- _Excerpt to read_
****
Next, the truth table was logically reduced using Boolean algebra. The truth table rows were reduced to simplified combinations. FsQCA can compute three sets of solutions (i.e., complex, parsimonious, and intermediate). We conducted the ‘Standard analysis’ (the recommended procedure), as this is the only way to derive the intermediate solution, along with the parsimonious solution (Ragin and Davey, 2016). The complex solution includes all possible combinations of conditions when traditional logical operations are applied, which are then simplified into parsimonious and intermediate solutions. The parsimonious solution presents the most important conditions that cannot be omitted from any solution, also called ‘core conditions’ (Fiss, 2011). While core conditions appear in both parsimonious and intermediate solutions, the conditions that are eliminated in the parsimonious solution and appear only in the intermediate solution are called ‘peripheral conditions’ (Fiss, 2011). Core conditions are ‘decisive causal ingredients’ while peripheral conditions are ‘contributing’ conditions (Greckhamer et al., 2018). In the parsimonious solution, any logical remainder 5 that can lead to a logically simpler solution is used either as an ‘easy’ or a ‘difficult’ counterfactual case. Counterfactual cases are the absent combinations of causal conditions: thus, those not observed in our data. An easy counterfactual case is consistent with empirical evidence and theoretical knowledge, while a difficult one is consistent with empirical evidence, but not with theoretical knowledge (Greckhamer et al., 2018; Ragin, 2008). To compute the intermediate solution, the software performs counterfactual analysis based on information about causal conditions supplied by the user. Here, all conditions were set to be either ‘Present’ or ‘Absent’ when calculating the intermediate solution.
Findings – configurations
First, we conducted an analysis of necessity (AoN) to examine if any of the conditions are necessary for the outcome to occur, based on their consistency to explain the outcome. Consistency is a measure showing the extent to which empirical evidence is in line with a set relation. A condition with a perfect consistency of 1 would always be a subset of the outcome. Since this measure is quantifiable (0–1 range) it shows how much a condition departs from a perfect consistency (Oana et al., 2021). The findings (Table 1) show that POS, empowerment, training, and working area, exceeded 0.9 consistency, a commonly recommended necessity analysis threshold (Schneider and Wagemann, 2012). However, since this is the minimun acceptable, it means that it could be set higher. Thus, the aforementioned conditions may be considered necessary for high AC. No condition exceeded 0.9 consistency for low AC, thus, none is considered necessary. However, conditions exceeding 0.9 consistency are not automatically meaningful necessary conditions for the outcome, but instead testing for trivialness is required (Oana et al., 2021). To this end, we computed the Relevance of Necessity (RoN) indicator (Schneider and Wagemann, 2012). Results show that the uncovered necessary conditions were non-trivial (all with values over 0.6). We next proceed with the sufficiency analysis, to identify sufficient combinations of conditions that explained the outcome and its negation.
****
- _Data extract_

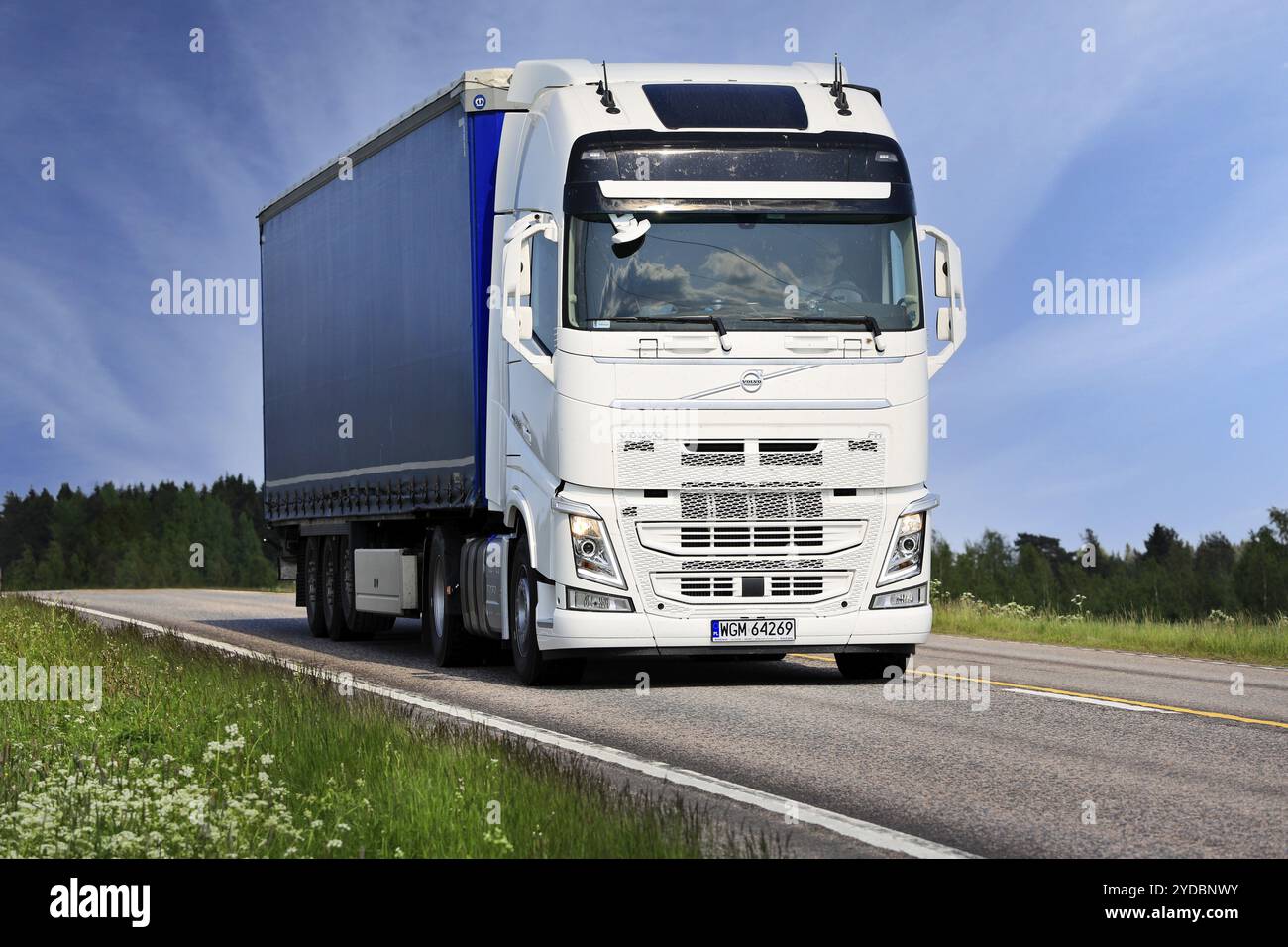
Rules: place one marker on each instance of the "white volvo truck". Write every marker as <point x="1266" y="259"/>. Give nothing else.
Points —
<point x="631" y="360"/>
****
- _Exercises_
1. Answer these questions from the fsQCA excerpt:
(a) What three sets of solutions can FsQCA compute?
(b) What name is given to conditions that are eliminated in the parsimonious solution and appear only in the intermediate solution?
(c) What consistency value did POS, empowerment, training, and working area exceed in the analysis of necessity?
2. Translate this sentence from the fsQCA excerpt into Spanish: "Counterfactual cases are the absent combinations of causal conditions: thus, those not observed in our data."
3. Continue the fsQCA excerpt from where it stops.

- _Responses by task_
1.
(a) Complex, parsimonious, and intermediate.
(b) Peripheral conditions.
(c) 0.9.

2. Los casos contrafácticos son las combinaciones ausentes de condiciones causales: por lo tanto, aquellas no observadas en nuestros datos.

3.
Analysis of necessity.
RoN refers to Relevance of Necessity that is provided for conditions that exceed the 0.9 threshold and are considered necessary and relevant (highlighted in bold). The symbol ‘~’ stands for the negation of the condition.
In Table 2, we present the fsQCA results including measures of consistency and coverage for each individual configuration or recipe. Coverage measures how much of the outcome is explained by each recipe and by the solution as a whole. Specifically, five recipes are associated with high AC and three recipes are related to low AC. POS and empowerment are core conditions, indicating their importance for high AC. Both are necessary conditions, and appear in all recipes, though they are not sufficient to produce high AC. Low POS and low empowerment are also core conditions for low AC.
Solutions.
Black circles (•) indicate presence of a condition. Circles with ‘x’ (⊗) indicate its negation. Large circles indicate core conditions; small ones, peripheral conditions. Blank spaces indicate that condition may be either present or absent.
Based on theoretical and empirical knowledge we expect that all the conditions can be either present or absent. Setting as simplifying assumptions the necessary conditions to be present did not change the results for the presence of the outcome. For the absence of the outcome, we did not observe any necessary conditions, however we tested those with consistency close to 0.9. The findings did not change either. We view working in selling areas as an ‘almost always necessary’ condition (AoN consistency 0.92, present or don’t care condition in the analysis of sufficiency). The truth table reveals that selling and selling support are part of different configurations explaining high AC. By simplifying these configurations, the software offers one in which Working Area becomes a don’t care condition. Increasing frequency higher than 1, could eliminate this issue (Greckhamer et al., 2013: 54). Since we have unique cases in our sample, we kept the frequency at 1. Indeed, 2 configurations refer to 2 different persons, who worked at selling support area but had high AC. Employing fsQCA helped us uncover these unique cases.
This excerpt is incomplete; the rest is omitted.